From the rows below, pull out every line that contains the string "brown", matching case exactly, and copy each such line unchanged.

* BEGIN *

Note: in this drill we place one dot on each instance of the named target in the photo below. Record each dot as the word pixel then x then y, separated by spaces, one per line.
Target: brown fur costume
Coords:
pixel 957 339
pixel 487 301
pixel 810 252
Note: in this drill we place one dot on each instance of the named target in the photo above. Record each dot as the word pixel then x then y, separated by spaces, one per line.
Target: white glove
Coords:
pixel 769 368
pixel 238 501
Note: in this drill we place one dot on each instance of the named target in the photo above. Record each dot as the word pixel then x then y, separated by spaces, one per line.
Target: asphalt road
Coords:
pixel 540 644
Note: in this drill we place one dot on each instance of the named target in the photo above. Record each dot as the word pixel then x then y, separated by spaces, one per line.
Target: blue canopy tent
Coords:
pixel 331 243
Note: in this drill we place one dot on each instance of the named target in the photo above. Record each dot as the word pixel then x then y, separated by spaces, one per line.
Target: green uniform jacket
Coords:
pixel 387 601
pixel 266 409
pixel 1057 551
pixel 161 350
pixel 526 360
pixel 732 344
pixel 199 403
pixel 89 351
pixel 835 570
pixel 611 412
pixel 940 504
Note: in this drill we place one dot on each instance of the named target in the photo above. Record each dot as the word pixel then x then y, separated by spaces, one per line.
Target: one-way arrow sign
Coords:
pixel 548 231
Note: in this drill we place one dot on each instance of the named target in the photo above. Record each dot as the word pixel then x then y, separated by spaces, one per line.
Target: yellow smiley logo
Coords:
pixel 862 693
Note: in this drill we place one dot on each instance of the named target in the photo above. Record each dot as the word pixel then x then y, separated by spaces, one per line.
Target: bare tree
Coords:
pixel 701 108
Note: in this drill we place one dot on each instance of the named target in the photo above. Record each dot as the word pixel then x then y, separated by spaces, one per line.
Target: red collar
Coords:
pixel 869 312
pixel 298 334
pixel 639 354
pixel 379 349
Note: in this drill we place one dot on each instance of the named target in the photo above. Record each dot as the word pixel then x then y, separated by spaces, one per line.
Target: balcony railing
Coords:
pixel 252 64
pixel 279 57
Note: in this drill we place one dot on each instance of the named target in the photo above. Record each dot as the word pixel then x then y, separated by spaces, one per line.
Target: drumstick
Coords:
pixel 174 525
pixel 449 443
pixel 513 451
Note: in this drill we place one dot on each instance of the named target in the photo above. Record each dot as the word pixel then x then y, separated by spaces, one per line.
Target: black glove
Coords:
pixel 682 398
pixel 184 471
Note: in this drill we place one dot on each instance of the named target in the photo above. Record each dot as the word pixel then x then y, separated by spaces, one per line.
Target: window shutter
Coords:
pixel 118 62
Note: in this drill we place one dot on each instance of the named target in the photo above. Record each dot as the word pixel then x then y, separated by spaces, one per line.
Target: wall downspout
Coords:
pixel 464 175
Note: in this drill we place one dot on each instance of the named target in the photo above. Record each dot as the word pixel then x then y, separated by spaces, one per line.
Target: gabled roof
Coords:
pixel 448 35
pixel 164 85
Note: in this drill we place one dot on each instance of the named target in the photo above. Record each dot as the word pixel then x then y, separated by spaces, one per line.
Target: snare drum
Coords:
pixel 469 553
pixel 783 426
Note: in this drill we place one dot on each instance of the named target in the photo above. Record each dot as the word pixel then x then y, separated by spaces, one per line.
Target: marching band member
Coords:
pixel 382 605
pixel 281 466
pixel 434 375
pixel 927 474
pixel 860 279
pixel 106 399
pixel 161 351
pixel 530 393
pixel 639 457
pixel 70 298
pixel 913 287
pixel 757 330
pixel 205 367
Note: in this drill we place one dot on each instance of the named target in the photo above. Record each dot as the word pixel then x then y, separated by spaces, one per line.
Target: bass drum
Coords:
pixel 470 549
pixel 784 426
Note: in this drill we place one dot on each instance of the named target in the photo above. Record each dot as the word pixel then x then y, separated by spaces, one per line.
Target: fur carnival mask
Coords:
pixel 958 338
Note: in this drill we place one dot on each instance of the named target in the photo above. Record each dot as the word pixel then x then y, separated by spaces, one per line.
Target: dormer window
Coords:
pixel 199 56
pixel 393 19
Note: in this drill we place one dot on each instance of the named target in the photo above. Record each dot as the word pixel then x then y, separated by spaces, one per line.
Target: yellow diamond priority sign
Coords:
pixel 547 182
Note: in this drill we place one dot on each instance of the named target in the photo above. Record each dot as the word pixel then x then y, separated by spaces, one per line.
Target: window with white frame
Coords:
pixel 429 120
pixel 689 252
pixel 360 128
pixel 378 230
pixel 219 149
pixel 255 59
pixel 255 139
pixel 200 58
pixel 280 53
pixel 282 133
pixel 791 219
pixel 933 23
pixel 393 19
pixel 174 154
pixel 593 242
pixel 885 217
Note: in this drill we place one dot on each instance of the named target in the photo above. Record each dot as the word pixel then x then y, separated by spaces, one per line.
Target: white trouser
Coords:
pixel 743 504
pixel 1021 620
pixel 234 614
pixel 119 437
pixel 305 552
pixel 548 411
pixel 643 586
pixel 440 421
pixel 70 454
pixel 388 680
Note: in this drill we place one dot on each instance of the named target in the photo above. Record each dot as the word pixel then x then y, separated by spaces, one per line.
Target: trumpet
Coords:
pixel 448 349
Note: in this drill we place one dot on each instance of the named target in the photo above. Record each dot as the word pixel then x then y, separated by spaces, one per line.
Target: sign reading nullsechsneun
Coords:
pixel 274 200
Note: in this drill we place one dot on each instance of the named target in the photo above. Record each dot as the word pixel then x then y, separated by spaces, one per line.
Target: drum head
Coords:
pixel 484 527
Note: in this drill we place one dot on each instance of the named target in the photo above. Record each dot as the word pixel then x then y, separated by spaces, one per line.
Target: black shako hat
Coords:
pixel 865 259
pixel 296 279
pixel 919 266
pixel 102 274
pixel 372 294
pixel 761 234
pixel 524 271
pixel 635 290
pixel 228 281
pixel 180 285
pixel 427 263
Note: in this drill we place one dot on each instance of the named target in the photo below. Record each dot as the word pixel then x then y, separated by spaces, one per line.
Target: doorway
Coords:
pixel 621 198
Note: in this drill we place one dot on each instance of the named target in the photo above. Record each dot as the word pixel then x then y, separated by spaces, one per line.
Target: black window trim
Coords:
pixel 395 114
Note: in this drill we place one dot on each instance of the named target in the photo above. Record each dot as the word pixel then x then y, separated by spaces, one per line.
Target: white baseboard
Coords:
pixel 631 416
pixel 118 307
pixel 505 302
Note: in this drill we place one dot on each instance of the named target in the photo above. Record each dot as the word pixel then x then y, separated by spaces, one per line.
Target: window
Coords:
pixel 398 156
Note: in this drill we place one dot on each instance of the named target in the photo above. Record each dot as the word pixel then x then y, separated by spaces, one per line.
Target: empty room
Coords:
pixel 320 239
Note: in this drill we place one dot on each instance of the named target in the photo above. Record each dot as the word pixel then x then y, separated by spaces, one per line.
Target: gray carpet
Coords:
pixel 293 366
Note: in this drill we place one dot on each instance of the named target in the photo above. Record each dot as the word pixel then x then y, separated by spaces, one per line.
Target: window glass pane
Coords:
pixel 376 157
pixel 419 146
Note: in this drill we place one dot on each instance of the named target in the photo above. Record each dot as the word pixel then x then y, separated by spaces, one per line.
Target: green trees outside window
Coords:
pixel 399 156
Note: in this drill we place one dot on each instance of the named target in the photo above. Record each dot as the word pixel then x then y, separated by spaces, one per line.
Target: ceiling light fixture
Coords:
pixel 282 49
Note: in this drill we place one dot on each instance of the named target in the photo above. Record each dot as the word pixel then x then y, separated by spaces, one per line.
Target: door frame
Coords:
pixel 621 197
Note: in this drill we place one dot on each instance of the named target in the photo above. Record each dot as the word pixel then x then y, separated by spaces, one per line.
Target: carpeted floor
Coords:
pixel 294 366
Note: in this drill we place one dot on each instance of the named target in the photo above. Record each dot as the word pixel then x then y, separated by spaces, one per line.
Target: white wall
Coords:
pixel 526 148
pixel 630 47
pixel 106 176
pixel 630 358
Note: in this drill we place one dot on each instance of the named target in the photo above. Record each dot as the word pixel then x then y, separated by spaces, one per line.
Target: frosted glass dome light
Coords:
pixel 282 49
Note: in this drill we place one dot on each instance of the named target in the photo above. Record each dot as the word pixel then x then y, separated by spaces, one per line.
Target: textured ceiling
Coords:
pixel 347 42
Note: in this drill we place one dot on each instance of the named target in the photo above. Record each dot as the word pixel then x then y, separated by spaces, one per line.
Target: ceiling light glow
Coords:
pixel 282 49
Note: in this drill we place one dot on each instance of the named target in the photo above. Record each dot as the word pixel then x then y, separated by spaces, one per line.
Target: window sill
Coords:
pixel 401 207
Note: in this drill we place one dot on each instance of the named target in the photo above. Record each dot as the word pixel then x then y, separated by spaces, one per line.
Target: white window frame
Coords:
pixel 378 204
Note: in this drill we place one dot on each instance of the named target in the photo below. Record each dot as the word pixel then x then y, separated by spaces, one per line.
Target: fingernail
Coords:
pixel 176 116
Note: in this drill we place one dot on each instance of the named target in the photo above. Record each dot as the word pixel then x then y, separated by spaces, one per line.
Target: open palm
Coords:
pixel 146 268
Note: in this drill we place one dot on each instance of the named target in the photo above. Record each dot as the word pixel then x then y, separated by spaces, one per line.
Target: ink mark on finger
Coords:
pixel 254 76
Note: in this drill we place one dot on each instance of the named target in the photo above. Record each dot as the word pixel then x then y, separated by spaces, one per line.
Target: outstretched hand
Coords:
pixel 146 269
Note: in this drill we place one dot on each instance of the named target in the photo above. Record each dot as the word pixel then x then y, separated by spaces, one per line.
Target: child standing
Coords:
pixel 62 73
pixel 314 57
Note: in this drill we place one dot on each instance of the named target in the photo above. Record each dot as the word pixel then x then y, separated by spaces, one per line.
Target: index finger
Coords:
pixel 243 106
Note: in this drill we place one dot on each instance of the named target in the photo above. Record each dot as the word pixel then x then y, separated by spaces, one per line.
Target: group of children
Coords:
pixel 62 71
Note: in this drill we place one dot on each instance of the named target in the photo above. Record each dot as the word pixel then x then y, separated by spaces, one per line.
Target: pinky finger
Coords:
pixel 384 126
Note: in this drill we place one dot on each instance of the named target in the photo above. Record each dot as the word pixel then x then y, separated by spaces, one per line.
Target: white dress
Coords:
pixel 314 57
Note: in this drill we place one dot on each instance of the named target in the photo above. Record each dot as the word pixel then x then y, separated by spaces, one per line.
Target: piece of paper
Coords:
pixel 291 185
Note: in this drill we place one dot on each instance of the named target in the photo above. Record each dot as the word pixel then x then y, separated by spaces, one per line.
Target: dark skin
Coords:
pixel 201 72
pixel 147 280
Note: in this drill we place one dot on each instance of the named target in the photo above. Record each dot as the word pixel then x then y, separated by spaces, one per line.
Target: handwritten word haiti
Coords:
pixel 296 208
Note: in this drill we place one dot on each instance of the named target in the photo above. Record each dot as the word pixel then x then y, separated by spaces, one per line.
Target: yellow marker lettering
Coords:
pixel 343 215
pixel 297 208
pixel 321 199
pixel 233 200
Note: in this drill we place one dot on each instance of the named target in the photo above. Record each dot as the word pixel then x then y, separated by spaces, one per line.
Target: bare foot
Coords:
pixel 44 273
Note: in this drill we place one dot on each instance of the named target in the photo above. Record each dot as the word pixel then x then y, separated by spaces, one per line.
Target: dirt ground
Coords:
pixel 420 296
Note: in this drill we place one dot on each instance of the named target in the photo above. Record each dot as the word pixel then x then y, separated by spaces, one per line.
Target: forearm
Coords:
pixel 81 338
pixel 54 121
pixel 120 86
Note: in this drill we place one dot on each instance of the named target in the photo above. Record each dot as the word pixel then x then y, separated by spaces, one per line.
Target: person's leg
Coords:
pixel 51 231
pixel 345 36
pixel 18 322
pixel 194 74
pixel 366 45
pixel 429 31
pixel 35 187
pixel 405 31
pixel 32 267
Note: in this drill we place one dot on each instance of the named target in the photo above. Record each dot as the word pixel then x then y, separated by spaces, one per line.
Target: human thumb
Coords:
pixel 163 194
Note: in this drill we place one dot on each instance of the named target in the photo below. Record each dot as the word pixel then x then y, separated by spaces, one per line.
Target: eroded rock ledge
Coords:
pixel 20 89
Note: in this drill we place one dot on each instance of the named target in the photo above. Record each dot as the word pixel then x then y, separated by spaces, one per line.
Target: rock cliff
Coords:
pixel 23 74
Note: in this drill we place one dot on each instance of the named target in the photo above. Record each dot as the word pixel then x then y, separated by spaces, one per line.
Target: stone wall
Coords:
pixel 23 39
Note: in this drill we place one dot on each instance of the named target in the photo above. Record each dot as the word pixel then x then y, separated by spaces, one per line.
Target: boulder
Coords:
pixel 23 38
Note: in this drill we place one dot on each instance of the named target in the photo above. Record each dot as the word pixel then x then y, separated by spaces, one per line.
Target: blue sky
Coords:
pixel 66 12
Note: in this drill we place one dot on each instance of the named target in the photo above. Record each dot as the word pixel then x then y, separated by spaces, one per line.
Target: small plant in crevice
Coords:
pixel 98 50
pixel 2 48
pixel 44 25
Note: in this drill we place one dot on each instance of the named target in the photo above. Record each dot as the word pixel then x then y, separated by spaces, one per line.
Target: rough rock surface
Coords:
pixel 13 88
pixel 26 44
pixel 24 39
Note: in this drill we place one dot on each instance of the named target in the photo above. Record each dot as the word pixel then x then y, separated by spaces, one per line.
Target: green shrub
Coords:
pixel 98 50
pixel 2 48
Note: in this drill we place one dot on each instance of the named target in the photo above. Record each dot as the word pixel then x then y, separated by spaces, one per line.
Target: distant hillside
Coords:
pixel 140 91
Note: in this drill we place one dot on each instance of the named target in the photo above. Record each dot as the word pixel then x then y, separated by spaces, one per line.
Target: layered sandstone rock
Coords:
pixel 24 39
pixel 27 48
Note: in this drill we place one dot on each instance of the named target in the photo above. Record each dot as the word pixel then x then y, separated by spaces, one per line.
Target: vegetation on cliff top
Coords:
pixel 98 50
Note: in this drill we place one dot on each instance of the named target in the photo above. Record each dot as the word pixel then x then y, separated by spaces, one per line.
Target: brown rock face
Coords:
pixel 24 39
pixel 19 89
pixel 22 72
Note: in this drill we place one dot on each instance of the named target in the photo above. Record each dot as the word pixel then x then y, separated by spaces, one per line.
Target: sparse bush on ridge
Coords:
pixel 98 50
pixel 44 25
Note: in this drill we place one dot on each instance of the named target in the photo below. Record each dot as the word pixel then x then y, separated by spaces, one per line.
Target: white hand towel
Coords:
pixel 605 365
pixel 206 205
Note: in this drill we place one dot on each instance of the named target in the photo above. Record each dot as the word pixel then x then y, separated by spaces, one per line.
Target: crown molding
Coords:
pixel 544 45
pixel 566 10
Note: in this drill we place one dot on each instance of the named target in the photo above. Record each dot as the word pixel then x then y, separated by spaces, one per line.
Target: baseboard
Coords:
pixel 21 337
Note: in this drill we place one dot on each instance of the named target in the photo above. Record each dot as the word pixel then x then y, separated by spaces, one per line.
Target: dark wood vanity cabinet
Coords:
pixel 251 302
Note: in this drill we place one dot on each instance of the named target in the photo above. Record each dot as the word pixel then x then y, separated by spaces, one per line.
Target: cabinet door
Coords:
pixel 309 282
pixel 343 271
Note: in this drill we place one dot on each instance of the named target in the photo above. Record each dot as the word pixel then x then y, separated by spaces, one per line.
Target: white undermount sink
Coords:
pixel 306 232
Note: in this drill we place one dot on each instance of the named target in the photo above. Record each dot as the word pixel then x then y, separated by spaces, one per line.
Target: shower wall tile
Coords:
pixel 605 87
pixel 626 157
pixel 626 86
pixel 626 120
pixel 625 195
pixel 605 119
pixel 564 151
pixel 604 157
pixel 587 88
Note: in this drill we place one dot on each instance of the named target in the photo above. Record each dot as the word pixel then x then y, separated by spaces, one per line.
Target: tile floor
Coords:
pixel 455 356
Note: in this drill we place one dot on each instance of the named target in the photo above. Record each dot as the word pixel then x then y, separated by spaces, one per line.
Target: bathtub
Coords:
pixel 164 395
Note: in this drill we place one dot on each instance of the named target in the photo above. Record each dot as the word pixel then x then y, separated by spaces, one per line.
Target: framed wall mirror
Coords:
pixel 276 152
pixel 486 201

* END *

== The completed task ==
Target: brown fur costume
Target: brown rock face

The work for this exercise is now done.